::: Source passage

为什么这个使用 gcc、-mfpmath=387 和优化级别 -O2 或 -O3 编译的简单程序会产生 NaN 值？

Question

I have a short program that performs a numerical computation, and obtains an incorrect NaN result when some specific conditions hold. I cannot see how this NaN result can arise. Note that I am not using compiler options that allow the reordering of arithmetic operations, such as -ffath-math .

Question: I am looking for an explanation of how the NaN result arises. Mathematically, there is nothing in the computation that leads to division by zero or similar. Am I missing something obvious?

Note that I am not asking how to fix the problem—that is easy. I am simply looking for an understanding of how the NaN appears.

Minimal example

Note that this example is very fragile and even minor modifications, such as adding printf() calls in the loop to observe values, will change the behaviour. This is why I was unable to minimize it further.

::::::

■ Directions ■
A. In the NaN question, what does the poster say will happen if printf() calls are added in the loop to observe values?
B. For each statement, answer yes or no according to the NaN question, and quote the deciding words: (i) The poster wants to know how to fix the problem. (ii) The poster describes the example as very fragile. (iii) The poster says the computation mathematically involves a division by zero.
C. Carry on the NaN question from the point where it stops.

::: Record extracts

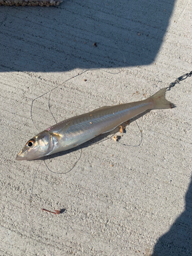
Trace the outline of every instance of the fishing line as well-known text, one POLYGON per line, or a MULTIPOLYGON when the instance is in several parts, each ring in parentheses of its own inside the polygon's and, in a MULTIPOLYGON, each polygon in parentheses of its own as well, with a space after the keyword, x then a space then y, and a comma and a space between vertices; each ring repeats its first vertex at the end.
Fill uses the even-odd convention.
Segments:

::::::
::: Record extracts

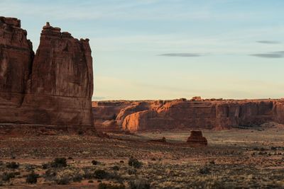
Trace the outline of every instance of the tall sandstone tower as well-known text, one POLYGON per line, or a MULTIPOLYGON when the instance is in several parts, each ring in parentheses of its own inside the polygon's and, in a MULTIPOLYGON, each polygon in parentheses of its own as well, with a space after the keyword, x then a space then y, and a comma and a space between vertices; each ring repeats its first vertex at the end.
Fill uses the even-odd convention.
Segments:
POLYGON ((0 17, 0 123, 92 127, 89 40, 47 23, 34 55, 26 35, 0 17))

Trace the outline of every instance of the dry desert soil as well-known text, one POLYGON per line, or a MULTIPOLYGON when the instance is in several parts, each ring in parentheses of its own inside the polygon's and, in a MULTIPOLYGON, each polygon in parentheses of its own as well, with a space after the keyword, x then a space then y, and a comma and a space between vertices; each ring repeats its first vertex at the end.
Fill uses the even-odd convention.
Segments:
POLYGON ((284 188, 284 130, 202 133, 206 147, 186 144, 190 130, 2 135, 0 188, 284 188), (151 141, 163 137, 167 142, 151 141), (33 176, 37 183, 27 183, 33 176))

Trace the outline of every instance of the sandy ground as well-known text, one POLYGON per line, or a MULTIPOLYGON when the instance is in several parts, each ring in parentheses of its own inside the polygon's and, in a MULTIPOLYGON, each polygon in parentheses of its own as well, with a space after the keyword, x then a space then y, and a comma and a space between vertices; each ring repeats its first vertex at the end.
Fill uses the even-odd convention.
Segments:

::::::

■ Results in order ■
A. The behavior will change.

B.
(i) No: "Note that I am not asking how to fix the problem—that is easy."
(ii) Yes: "Note that this example is very fragile"
(iii) No: "Mathematically, there is nothing in the computation that leads to division by zero or similar."

C.
// prog.c

#include <stdio.h>
#include <math.h>

typedef long long myint;

void fun(const myint n, double *result) {
    double z = -1.0;
    double phi = 0.0;
    for (myint i = 0; i < n; i++) {
        double r = sqrt(1 - z*z);

        /* avoids division by zero when r == 0 */
        if (i != 0 && i != n-1) {
            phi += 1.0 / r;
        }

        double x = r*cos(phi);
        double y = r*sin(phi);

        result[i + n*0] = x;
        result[i + n*1] = y;
        result[i + n*2] = z;

        z += 2.0 / (n - 1);
    }
}

#define N 11

int main(void) {
    // perform computation
    double res[3*N];
    fun(N, res);

    // output result
    for (int i=0; i < N; i++) {
        printf("%g %g %g\n", res[i+N*0], res[i+N*1], res[i+N*2]);
    }

    return 0;
}

Compile with:

gcc -O3 -mfpmath=387 prog.c -o prog -lm

The last line of the output is:

nan nan 1

Instead of NaN, I expect a number close to zero.

Critical features of the example

The following must all hold for the NaN output to appear:

• Compile with GCC on an x86 platform. I was able to reproduce with this GCC 12.2.0 (from MacPorts) on macOS 10.14.6, as well as with GCC versions 9.3.0, 8.3.0 and 7.5.0 on Linux (openSUSE Leap 15.3).

  I cannot reproduce it with GCC 10.2.0 or later on Linux, or GCC 11.3.0 on macOS.

• Choose to use x87 instructions with -mfpmath=387 , and an optimization level of -O2 or -O3 .

• myint must be a signed 64-bit type.

• Thinking of result as an n-by-3 matrix, it must be stored in column-major order.

• No printf() calls in the main loop of fun() .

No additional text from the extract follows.